▸ Consignes:
[a] Répondez à ces questions sur la discussion à propos du partage d'un disque dur en réseau :
(i) D'après djm, quel panneau de préférences faut-il ouvrir ?
(ii) En quel format est le disque externe dont parle ocatarina ?
(iii) Sur quel appareil ocatarina a-t-il aussi branché le disque, et par quel moyen ?
[b] Dans la discussion sur le partage d'un disque dur en réseau, transformez en liste courte le paragraphe qui commence par « J'ai fait exactement les manips », sans perdre ses faits principaux.

▸ Extrait du document:
# # #

# Partager disque dur sur réseau



## florentindm (23 Décembre 2010)

Bonjour à tous, est ce que quelqu'un pourrait m'expliquer comment on fait pour mettre un disque dur en réseau en le branchant sur son iMac svp ?

Merci d'avance !


----------



## djm (24 Décembre 2010)

dans le prefpane "partage", sélectionné partage de fichier.
A droite s'affiche deux cases: la première permet de choisir l'élément à partager (cliqué sur "+" pour ajouter l'élément à la liste) qui peut être un DD externe, le DD interne(l'ordi) ou un dossier.
A gauche, vous choississez les utilisateurs pour accéder à l'élément et ce qu'ils peuvent effectuer (lecture, écriture).


----------



## ocatarina (24 Octobre 2013)

Bonjour DJM,

J'ai fait exactement les manips que tu décris mais impossible de voir, depuis le macbook, le disque externe qui est branché sur le imac. 
Le disque est formaté en ntfs mais ça ne pose pas de pb de lecture au imac.
J'ai tenté de brancher le disque sur l'airport extreme (en usb), mais c'est pareil, il n'apparait pas dans le finder du macbook.

Un truc m'échappe.


----------

# # #

▸ Entrées affichées:
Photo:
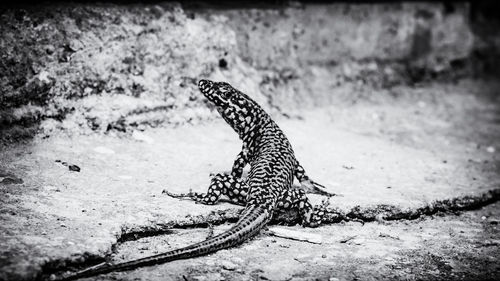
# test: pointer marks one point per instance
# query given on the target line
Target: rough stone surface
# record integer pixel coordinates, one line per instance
(405, 147)
(115, 68)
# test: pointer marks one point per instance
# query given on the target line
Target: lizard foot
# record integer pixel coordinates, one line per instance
(182, 196)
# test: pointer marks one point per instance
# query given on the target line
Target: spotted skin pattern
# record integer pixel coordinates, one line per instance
(266, 189)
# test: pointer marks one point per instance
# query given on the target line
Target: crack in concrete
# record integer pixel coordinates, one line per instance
(382, 212)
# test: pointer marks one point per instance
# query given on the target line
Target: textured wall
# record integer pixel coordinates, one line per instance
(108, 68)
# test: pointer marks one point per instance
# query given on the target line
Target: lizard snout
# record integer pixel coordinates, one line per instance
(205, 85)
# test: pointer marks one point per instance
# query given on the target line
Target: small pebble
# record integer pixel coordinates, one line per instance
(74, 168)
(227, 265)
(104, 150)
(142, 137)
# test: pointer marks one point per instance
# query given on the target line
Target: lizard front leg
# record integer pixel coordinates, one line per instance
(308, 184)
(297, 199)
(234, 188)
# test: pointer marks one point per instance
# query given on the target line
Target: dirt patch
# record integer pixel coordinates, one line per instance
(407, 149)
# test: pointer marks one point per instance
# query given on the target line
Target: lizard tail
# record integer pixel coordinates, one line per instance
(253, 219)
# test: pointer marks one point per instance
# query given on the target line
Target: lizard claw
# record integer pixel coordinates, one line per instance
(181, 196)
(311, 186)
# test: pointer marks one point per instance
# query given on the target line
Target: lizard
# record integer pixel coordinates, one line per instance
(266, 189)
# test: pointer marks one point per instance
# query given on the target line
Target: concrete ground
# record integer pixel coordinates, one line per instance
(71, 201)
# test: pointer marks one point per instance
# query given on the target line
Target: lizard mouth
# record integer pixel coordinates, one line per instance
(205, 86)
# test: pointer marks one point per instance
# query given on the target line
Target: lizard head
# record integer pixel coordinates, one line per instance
(239, 110)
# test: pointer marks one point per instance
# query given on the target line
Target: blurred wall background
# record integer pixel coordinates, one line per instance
(86, 67)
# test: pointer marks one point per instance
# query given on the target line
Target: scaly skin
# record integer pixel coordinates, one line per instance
(267, 188)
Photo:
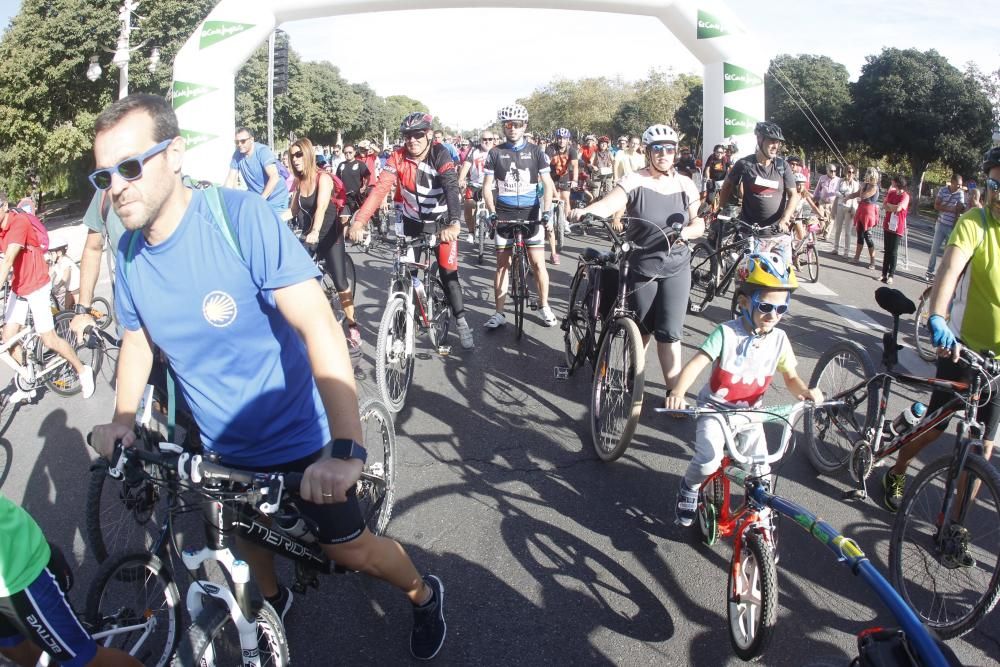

# # #

▸ Corrigé:
[a]
(i) Le panneau « Partage », où il faut sélectionner le partage de fichiers.
(ii) En NTFS.
(iii) Sur l'AirPort Extreme, en USB.

[b]
- Les manipulations décrites par djm ont été faites, mais depuis le MacBook, le disque externe branché sur l'iMac reste invisible.
- Le disque est formaté en NTFS, ce qui ne gêne pas sa lecture par l'iMac.
- Branché en USB sur l'AirPort Extreme, le disque n'apparaît pas non plus dans le Finder du MacBook.